Beneficial conditions of resources increased students’ interest in learning with improved network connectivity and equipment upgrades. The aim is to improve learning motivation through technology and the willingness to learn through novel teaching materials. These factors enhance students’ sense of superiority when they use technology and increase their joy of sharing new knowledge with their peers.
iii. Impact of students’ subjective norms on their intention to use
Among subjective norms, the influence of significant others affected the intention of usage of 3D VR teaching materials. Parents were the most important ones, followed by the assisting instructors. Students expressed that the instructors’ patience and detailed assistance facilitated them in learning about anti-substance abuse. Notably, some students mentioned that some friends had used illicit substances like laughing gas (nitrous oxide). Future teaching materials can include this substance, and serve as a reference for operationalizing or further refining these materials.
Presently, 3D VR is widely used in the health sector, but not in the education sector due to funding issues. Importantly, substance abuse has increased as new illicit substances and with the continuous innovation of available substances. Therefore, two things are urgently needed: teaching materials that students are happy to learn from and ways of enhancing their ability to think critically. In this study, students were highly accepting of and strongly identified with the new teaching model involving 3D VR animation. The entertainment value of and learning motivation from these materials can be further increased by going online or gamification of these activities. Furthermore, materials can help improve students’ skills on ways to refuse substances and prevent and treat addictions, thereby strengthening their resilience.

Required actions |
a) Translate this sentence from the extract on 3D VR teaching materials into Spanish: "Parents were the most important ones, followed by the assisting instructors."
b) Answer the following from the extract on 3D VR teaching materials:
(i) Which two resource improvements increased students' interest in learning?
(ii) Among significant others, who were the most important?
(iii) What reason is given for 3D VR not being widely used in the education sector?
c) Write out the extract on 3D VR teaching materials from "Presently, 3D VR" up to and including "strengthening their resilience.".

Dataset extract |
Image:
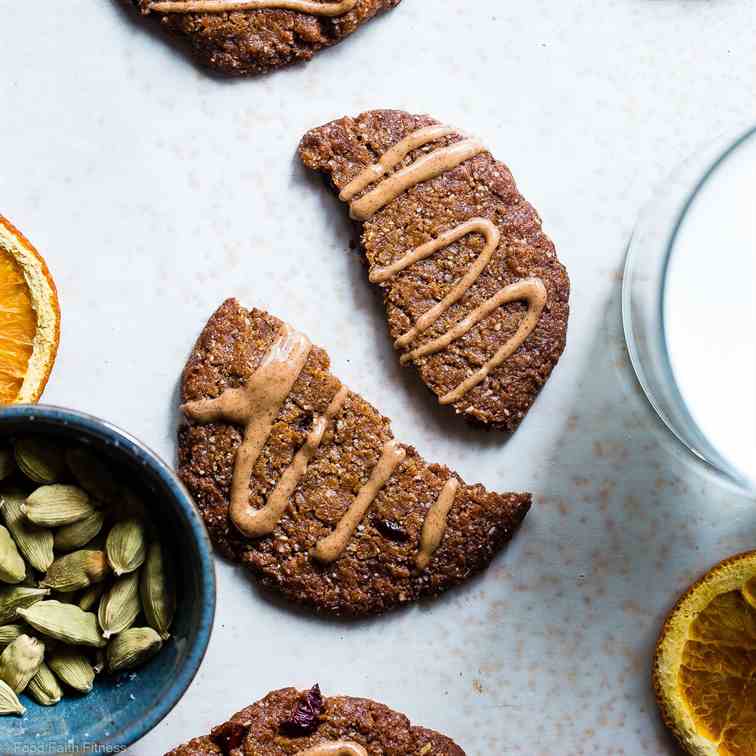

Solutions for each task |
a) Los padres fueron los más importantes, seguidos por los instructores asistentes.

b)
(i) Improved network connectivity and equipment upgrades.
(ii) Parents.
(iii) Funding issues.

c)
Presently, 3D VR is widely used in the health sector, but not in the education sector due to funding issues. Importantly, substance abuse has increased as new illicit substances and with the continuous innovation of available substances. Therefore, two things are urgently needed: teaching materials that students are happy to learn from and ways of enhancing their ability to think critically. In this study, students were highly accepting of and strongly identified with the new teaching model involving 3D VR animation. The entertainment value of and learning motivation from these materials can be further increased by going online or gamification of these activities. Furthermore, materials can help improve students’ skills on ways to refuse substances and prevent and treat addictions, thereby strengthening their resilience.